> Text block
----
The results of this study suggest that the negative health effects of CSA including increased risk of HIV/AIDS exist for Latin American children. Sexual coercion of males and females is associated with a decreased knowledge of sexual topics, increased rate of STIs, increased prevalence of HIV, and increased engagement in activities that may lead to HIV infection. Those with a past history of CSA had higher rates of early sexual debut, increased number of partners, and increased rates of condom avoidance. Other risky sexual behaviors are the result of early exposure to sexual practices leading to an onset of consensual sex at younger ages, increased number of lifetime partners, and partners with elaborate sexual histories.

Literature addressing characteristics of perpetrators suggest that most aggressors are males well known to the family with variability in perpetrator characteristics when comparing male and female victims. Many male victims report a female perpetrator and report being subjected to more physically violent acts of sexual abuse.

While much of the published literature shows that females are affected by CSA disproportionately more than males, data from this review indicate that this may not always hold true. Multiple studies show that males are usually affected as frequently or more than female children. Overall, there is a lack of research and knowledge relating to the experience and understanding of male victims of child sexual abuse.

Rates of unaccompanied youth entering the United States from Latin America have dramatically increased in numbers over the past 2 years. Many children flee their home countries without money or parental guidance due to violence and have reported histories of physical and sexual abuse while in their home countries. Refugee minors are among some of the most vulnerable populations and are at an increased risk for sexual violence due to child labor, sex trafficking, and a lack of supervision.

Conclusion: Children who experience sexual abuse have an increased life-long risk for contracting HIV. The only identified culturally-specific issue related to CSA in Latin America is the machismo attitudes and beliefs held by many Latin families. Similar to other publications, this review also identified that the most frequent perpetrator of CSA is often a male who is well known to the family.
----
Records from a data collection:
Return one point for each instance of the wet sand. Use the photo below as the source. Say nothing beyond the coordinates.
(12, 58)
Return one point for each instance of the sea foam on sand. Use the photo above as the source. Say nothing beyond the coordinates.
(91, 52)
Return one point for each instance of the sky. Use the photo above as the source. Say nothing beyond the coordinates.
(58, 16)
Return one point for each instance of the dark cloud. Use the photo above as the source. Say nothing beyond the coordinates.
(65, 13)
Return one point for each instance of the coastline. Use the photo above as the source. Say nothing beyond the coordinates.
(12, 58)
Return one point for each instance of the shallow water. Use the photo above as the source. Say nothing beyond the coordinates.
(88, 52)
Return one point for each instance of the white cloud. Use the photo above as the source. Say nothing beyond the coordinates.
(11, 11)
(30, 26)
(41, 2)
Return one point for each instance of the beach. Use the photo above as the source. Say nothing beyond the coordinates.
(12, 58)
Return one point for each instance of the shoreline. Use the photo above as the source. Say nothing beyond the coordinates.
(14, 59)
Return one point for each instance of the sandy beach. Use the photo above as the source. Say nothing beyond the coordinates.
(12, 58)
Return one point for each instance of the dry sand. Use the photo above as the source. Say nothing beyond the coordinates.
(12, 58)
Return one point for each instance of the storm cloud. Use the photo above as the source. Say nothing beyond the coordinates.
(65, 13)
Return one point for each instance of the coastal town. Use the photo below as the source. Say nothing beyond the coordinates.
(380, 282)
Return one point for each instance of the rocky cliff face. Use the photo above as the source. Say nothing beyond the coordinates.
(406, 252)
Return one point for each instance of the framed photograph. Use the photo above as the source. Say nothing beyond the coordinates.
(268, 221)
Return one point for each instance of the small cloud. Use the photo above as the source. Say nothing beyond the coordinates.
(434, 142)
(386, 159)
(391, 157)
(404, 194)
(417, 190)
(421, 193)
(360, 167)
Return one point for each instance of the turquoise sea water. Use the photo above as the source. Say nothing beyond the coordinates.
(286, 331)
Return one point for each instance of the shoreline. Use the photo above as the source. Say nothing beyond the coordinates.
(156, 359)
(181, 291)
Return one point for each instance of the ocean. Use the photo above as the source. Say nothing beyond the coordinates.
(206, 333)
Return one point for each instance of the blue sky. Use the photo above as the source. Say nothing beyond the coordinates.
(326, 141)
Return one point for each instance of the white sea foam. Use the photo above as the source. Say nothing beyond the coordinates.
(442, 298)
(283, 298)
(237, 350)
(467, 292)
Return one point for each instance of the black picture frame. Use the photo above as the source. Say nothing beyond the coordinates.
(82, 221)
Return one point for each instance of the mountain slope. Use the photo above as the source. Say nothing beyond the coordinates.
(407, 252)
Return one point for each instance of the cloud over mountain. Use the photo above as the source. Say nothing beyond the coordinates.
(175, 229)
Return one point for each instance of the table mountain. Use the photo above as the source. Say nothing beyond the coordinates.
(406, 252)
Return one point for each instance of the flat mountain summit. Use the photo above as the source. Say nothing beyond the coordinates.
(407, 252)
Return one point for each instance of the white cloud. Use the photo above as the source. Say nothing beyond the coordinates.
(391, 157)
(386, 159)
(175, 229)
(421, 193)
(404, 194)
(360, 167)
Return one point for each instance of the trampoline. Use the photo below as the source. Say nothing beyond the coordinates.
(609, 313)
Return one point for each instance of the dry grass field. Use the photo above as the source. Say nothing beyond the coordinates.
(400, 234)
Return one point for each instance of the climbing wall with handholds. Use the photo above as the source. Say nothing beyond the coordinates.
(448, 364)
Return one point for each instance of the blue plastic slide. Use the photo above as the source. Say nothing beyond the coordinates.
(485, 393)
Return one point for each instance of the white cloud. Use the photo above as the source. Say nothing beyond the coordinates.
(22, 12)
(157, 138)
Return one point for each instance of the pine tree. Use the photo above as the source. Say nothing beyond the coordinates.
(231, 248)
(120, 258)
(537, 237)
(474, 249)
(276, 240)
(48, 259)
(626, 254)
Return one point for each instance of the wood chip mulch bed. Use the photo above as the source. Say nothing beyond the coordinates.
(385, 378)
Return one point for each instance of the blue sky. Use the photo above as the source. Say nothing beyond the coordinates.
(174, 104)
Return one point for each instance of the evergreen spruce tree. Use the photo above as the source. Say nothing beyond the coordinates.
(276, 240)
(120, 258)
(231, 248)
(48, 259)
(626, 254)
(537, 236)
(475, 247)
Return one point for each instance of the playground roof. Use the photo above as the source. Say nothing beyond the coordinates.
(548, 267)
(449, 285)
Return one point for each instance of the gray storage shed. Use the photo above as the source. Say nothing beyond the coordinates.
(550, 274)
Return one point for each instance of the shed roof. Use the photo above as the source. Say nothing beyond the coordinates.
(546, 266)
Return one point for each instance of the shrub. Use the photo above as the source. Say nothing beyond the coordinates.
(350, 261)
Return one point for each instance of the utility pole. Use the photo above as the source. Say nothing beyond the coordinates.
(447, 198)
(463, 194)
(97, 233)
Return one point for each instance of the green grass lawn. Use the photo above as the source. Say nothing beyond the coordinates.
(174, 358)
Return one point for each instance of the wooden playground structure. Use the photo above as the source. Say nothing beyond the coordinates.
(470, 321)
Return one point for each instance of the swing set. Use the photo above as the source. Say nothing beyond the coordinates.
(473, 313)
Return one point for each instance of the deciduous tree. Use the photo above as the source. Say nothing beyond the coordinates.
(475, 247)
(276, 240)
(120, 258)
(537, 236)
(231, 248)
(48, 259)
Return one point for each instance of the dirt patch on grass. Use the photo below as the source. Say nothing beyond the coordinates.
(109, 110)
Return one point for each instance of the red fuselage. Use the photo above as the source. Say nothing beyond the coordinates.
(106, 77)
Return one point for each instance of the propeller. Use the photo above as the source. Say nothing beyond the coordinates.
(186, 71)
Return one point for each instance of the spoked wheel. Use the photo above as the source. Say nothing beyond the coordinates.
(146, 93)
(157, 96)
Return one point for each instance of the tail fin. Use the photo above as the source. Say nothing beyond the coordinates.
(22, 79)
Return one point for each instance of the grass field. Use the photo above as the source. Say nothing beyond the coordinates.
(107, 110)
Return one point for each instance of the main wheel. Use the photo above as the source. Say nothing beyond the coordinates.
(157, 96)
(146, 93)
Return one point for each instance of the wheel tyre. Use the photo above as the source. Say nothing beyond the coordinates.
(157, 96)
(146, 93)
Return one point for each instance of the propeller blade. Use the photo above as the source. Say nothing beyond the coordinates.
----
> Required actions
1/ Answer these questions about the review of child sexual abuse in Latin America.
(a) Which three sexual behaviors occurred at higher rates among those with a past history of CSA?
(b) Over what period has the number of unaccompanied youth entering the United States from Latin America dramatically increased?
(c) What is the only culturally-specific issue related to CSA in Latin America that the review identified?
2/ Carry on the review of child sexual abuse in Latin America from its final sentence.

> Responses to the tasks
1/
(a) Early sexual debut, an increased number of partners, and increased rates of condom avoidance.
(b) The past 2 years.
(c) The machismo attitudes and beliefs held by many Latin families.

2/
This review highlights the role that gender plays in CSA and questions the notion that most victims of sexual abuse are female. Several studies included in this review found that males were sexually abused as frequently or more frequently than females. This may indicate that previous methodologies of studying CSA may not be adequately designed to identify males who have been sexually abused. Machismo attitudes may build barriers to reporting by males because it sets a social expectation for boys and young men to be strong and resilient.

Nurses as trusted clinicians sit in a unique position to identify victims of child abuse and halt the spread of HIV in Latino populations. HIV has spanned the globe because of biological susceptibility and specific human interactions that spread the infection. As such, nursing needs to be involved in international efforts and work with international aid organizations to prevent the further spread of HIV.

Nursing is best suited to address this critical issue because of its holistic approach to health issues and appreciation for cultural nuances in rendering care. The World Health Organizations’ revised HIV guidelines promote international task-shifting of the management and prevention of HIV/AIDS from physicians to nurses. Child sexual assault and the spread of HIV are not discrete events, but exist in a complicated and intertwined relationship. In order to stop the spread of HIV nurses must address the social and cultural situations and events that potentiate new infections.

If the number of children without guardians who enter the country continues to increase without a response from child welfare organizations, the capacity for the country to protect these children will continue to diminish; placing them at risk for sexual abuse and HIV transmission.